- Requirements:
Find each line in the items below that contains the word "hazy" and copy it out. Case counts.

- Provided data:
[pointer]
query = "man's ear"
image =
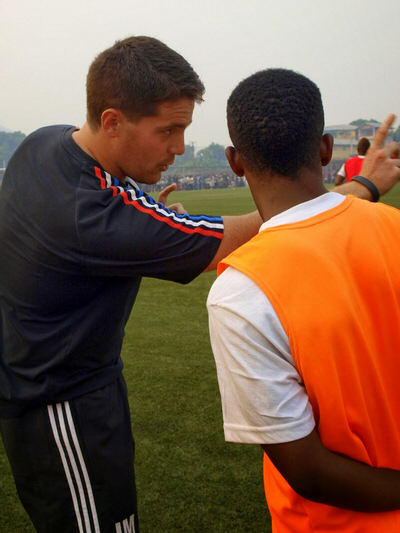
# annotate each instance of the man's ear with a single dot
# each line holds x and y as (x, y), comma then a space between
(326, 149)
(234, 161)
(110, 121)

==

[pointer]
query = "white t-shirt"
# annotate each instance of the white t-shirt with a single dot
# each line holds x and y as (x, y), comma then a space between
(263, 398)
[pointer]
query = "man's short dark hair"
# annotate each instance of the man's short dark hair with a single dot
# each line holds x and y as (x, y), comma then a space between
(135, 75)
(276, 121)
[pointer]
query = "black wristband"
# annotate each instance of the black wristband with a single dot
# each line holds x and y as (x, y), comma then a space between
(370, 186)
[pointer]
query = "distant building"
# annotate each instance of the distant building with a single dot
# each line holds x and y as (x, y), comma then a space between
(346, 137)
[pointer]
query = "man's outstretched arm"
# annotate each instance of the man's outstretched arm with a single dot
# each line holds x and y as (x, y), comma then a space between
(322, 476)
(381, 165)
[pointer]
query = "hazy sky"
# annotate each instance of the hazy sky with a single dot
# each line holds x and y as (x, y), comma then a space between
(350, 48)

==

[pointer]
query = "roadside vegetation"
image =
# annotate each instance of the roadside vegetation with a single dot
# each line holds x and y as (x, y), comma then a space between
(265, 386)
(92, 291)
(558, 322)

- Exercise solution:
query = "hazy sky"
# annotate each instance of the hazy sky with a single dot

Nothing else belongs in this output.